Data rows
-- BEGIN --

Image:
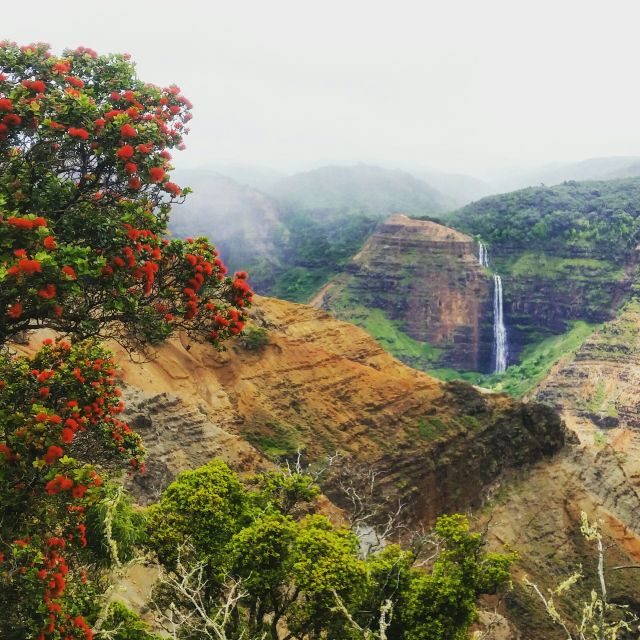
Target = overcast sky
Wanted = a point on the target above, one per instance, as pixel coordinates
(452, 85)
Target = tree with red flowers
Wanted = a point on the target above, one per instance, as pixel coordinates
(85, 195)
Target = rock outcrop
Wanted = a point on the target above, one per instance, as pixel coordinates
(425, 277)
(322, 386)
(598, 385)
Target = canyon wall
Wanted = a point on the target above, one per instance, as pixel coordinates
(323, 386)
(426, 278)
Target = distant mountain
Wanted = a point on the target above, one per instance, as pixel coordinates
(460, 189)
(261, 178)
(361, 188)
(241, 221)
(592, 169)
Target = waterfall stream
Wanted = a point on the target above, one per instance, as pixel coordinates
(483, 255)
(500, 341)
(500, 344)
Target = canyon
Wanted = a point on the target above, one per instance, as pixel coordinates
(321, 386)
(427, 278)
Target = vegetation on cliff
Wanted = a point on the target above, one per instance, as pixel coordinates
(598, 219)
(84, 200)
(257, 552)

-- END --

To be done
Rewrite all the rows above, replacing "pixel coordinates" with "image coordinates" everywhere and changing nothing else, and leave the pictures out.

The reply
Image:
Target = overcast sky
Wanted = a point on the target above, one per instance, as image coordinates
(452, 85)
Target = tree with red flowers
Wanted = a point on the target above, one per instance, as image coordinates
(85, 195)
Target = rock outcrop
Wanted = a point on the target above, one per instance, as image coordinates
(425, 277)
(322, 386)
(598, 385)
Target = canyon wall
Wanted = a point on the target above, one per instance, as image coordinates
(323, 386)
(426, 278)
Target = distant mountain
Wanted = a point on the target above, one per instance, as image coordinates
(460, 189)
(261, 178)
(361, 188)
(241, 221)
(592, 169)
Target = waterfall stream
Wanted = a point on the target above, one per instance, as image coordinates
(483, 255)
(500, 341)
(500, 344)
Target = canyon
Wanted = a point on the target above, one per instance, as image coordinates
(321, 386)
(427, 278)
Target = vegetation on cliff
Wanted = a point on the target above, one per instance, as image coordinates
(598, 219)
(84, 200)
(257, 552)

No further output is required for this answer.